*Task directions*. Type out the material below exactly.

--- START Input ---

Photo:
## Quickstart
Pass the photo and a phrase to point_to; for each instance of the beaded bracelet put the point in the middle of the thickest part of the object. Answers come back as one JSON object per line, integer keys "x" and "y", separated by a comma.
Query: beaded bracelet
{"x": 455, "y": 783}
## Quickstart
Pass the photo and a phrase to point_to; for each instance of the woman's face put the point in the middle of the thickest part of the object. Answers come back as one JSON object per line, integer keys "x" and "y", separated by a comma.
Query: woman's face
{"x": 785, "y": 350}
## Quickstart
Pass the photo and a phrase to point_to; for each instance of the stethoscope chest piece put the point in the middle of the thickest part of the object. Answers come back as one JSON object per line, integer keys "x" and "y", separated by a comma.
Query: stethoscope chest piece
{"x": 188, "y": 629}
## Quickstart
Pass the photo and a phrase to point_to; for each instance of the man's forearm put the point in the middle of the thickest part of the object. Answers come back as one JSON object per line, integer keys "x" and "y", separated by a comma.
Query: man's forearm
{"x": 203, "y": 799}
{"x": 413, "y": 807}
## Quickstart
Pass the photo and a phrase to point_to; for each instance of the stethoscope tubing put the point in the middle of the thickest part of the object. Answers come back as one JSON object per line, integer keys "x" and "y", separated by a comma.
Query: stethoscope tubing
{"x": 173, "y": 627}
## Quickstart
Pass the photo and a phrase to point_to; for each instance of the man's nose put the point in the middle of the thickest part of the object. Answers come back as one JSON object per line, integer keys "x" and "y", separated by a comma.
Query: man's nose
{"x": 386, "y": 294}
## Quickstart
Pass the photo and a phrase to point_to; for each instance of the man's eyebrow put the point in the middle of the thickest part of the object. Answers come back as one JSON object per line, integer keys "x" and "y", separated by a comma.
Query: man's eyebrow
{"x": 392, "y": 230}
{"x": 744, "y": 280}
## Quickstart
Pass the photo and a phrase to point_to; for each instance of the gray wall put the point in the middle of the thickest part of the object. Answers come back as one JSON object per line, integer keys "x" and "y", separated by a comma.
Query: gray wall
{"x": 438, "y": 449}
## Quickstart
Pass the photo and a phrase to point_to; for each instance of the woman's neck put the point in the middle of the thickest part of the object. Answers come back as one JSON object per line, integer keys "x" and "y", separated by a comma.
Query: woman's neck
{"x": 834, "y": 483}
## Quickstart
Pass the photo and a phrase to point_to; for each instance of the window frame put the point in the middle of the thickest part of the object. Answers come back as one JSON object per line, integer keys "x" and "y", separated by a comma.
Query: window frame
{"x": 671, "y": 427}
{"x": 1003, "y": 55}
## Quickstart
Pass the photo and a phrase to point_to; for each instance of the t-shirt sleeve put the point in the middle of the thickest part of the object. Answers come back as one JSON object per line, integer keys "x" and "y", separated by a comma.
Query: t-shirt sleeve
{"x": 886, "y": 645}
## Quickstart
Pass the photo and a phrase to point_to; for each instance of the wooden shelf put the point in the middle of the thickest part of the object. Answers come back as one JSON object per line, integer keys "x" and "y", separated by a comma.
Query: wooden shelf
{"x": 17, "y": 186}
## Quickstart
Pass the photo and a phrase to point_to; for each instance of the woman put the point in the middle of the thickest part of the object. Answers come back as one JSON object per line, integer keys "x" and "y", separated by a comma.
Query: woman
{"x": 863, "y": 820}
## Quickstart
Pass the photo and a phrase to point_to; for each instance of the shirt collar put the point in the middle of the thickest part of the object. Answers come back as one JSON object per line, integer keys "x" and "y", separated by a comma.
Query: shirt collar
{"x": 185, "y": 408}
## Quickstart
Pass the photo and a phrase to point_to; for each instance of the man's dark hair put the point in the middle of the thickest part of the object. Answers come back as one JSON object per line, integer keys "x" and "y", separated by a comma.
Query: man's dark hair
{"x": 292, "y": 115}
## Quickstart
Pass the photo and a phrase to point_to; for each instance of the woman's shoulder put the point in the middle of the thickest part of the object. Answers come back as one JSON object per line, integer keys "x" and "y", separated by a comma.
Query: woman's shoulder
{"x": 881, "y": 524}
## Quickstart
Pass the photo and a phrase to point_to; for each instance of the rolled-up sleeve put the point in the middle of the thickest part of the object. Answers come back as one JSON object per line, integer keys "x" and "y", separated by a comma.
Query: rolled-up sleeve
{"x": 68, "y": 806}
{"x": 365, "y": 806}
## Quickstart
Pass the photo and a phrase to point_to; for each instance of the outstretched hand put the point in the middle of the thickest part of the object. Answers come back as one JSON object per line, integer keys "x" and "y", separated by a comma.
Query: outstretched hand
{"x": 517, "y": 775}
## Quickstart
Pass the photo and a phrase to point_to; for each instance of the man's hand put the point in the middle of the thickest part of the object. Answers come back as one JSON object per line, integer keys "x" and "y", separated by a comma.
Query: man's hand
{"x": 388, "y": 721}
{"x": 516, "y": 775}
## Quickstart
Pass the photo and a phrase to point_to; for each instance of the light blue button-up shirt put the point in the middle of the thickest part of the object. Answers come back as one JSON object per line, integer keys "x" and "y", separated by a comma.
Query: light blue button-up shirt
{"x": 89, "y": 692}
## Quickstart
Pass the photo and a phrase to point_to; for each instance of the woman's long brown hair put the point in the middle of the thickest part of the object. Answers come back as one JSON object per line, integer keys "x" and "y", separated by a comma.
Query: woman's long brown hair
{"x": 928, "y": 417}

--- END Input ---

*Solution to the exercise*.
Photo:
## Quickstart
Pass the photo and a phrase to point_to; for each instance of the beaded bracelet put the point in the middle of the thickest part of the object. Answers come back as one JSON object per line, integer keys "x" and "y", separated by a comma.
Query: beaded bracelet
{"x": 455, "y": 783}
## Quickstart
Pass the photo and a phrase to point_to; for each instance of the woman's face put the point in the middle of the thickest part of the object. Answers come back as one JSON object per line, integer keys "x" and "y", separated by a comma.
Query: woman's face
{"x": 785, "y": 350}
## Quickstart
Pass the photo and a phrase to point_to; for each instance of the stethoscope chest piece put the point in the middle of the thickest part of the object. Answers come back as one JSON object per line, integer keys "x" and "y", separated by a comma.
Query: stethoscope chest piece
{"x": 188, "y": 629}
## Quickstart
Pass the photo and a phrase to point_to; for each instance of the man's forearm put the point in the middle of the thickest part of the object. Answers come back as one JSON object per line, integer keys "x" and "y", separated by a comma.
Query: man's forearm
{"x": 203, "y": 799}
{"x": 413, "y": 807}
## Quickstart
Pass the photo and a phrase to point_to; for each instance of the stethoscope tubing put the point in the middle of the thickest part of the object. Answers come back as one JSON object per line, integer keys "x" and "y", separated by a comma.
Query: stethoscope tubing
{"x": 173, "y": 627}
## Quickstart
Pass the photo and a phrase to point_to; for each instance of the man's nose put the point in the middle of the thickest part of the object. Answers come back as one JSON object per line, integer keys "x" and "y", separated by a comma.
Query: man's nose
{"x": 386, "y": 294}
## Quickstart
Pass the photo and a phrase to point_to; for each instance of the man's eyebrow put the point in the middle of the thickest part of the object. Answers come back as one JSON object per line, integer keys "x" and "y", separated by a comma.
Query: man's eyebrow
{"x": 392, "y": 230}
{"x": 744, "y": 280}
## Quickstart
Pass the photo and a phrase to point_to; for each instance of the gray wall put the point in the middle of the thickest part of the object. Answers come back as one JSON object per line, integer keys "x" and "y", separated by a comma.
Query: gray wall
{"x": 438, "y": 449}
## Quickstart
Pass the photo and a phrase to point_to; for each instance of the woman's neck put the point in the middle of the thickest part of the object. Answers come back as one JSON object per line, integer keys "x" and "y", separated by a comma.
Query: woman's neck
{"x": 834, "y": 483}
## Quickstart
Pass the photo and a phrase to point_to; for each instance of the window frame put the point in the middle of the thickest part of the object. Answers come back as one JSON object per line, integer keys "x" and "y", separated by a comma.
Query: window frame
{"x": 671, "y": 427}
{"x": 1003, "y": 55}
## Quickstart
Pass the photo and a phrase to point_to; for each instance of the t-shirt sleeve put the point in the middle of the thickest part of the object. Answers come back as one JSON object per line, integer keys "x" and "y", separated by a comma.
Query: t-shirt sleeve
{"x": 886, "y": 645}
## Quickstart
Pass the photo and a phrase to point_to; for each instance of the wooden shelf put the point in the middle of the thickest part of the object. Answers come back as one JSON object per line, integer keys "x" and "y", separated by a comma.
Query: wooden shelf
{"x": 17, "y": 186}
## Quickstart
Pass the photo and a phrase to point_to; for each instance of the woman put the point in the middle of the thickest part of the object. Answers come back as one JSON object per line, integer keys "x" and "y", separated by a comma.
Query: woman
{"x": 863, "y": 820}
## Quickstart
Pass the photo and a phrase to point_to; for each instance of the shirt collar put the point in the middle of the thickest part of the object. Answers come back as one JSON object per line, integer keys "x" and "y", separated by a comma.
Query: shirt collar
{"x": 185, "y": 408}
## Quickstart
Pass the photo and a phrase to point_to; for each instance of the man's dark hair put the point in the middle of the thickest part of the object. Answers come back as one JSON object per line, integer keys "x" and "y", separated by a comma.
Query: man's dark hair
{"x": 292, "y": 115}
## Quickstart
Pass the photo and a phrase to point_to; for each instance of the woman's shoulder put the point in the middle of the thickest part of the object. Answers come back as one JSON object per line, integer keys "x" and "y", separated by a comma.
Query: woman's shoulder
{"x": 881, "y": 524}
## Quickstart
Pass the photo and a phrase to point_to; for each instance of the rolled-up sleeve put the point in the middle of the thickest part of the object. Answers come back as one JSON object per line, integer keys "x" and "y", separated by a comma.
Query: rolled-up sleeve
{"x": 68, "y": 806}
{"x": 365, "y": 806}
## Quickstart
Pass the photo and a phrase to point_to; for each instance of the outstretched hand put the point in the middle of the thickest part of the object. Answers come back as one JSON object per line, integer keys "x" and "y", separated by a comma.
Query: outstretched hand
{"x": 517, "y": 775}
## Quickstart
Pass the photo and a phrase to point_to; for each instance of the man's hand put the point in the middle of the thickest part of the object. Answers come back as one JSON object per line, integer keys "x" and "y", separated by a comma.
Query: man's hand
{"x": 388, "y": 721}
{"x": 516, "y": 775}
## Quickstart
Pass the photo and a phrase to point_to; for each instance of the light blue button-up shirt put the point in the middle of the thickest part of the object. Answers come back as one JSON object per line, integer keys "x" and "y", separated by a comma.
Query: light blue button-up shirt
{"x": 89, "y": 692}
## Quickstart
Pass the photo and a phrase to point_to; for each instance of the woman's long brown hair put the point in the middle of the thickest part of the object. Answers come back as one JSON object per line, integer keys "x" and "y", separated by a comma.
Query: woman's long brown hair
{"x": 928, "y": 417}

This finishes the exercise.